■ Set exercise ■
Give every line of the records below as a JSON list of strings, one string per line, with blank lines skipped and the pictures left out.

------------------------

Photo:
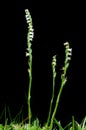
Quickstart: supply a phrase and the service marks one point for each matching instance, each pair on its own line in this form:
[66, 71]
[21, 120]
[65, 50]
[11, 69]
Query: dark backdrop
[54, 24]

------------------------

■ Task response ■
[
  "Photo:",
  "Quickstart: supply a phrase and the service marks one point for each matching instance, each pair on its own line in this form:",
  "[66, 71]",
  "[21, 120]",
  "[65, 50]",
  "[11, 69]",
  "Query: dark backdrop",
  "[54, 24]"
]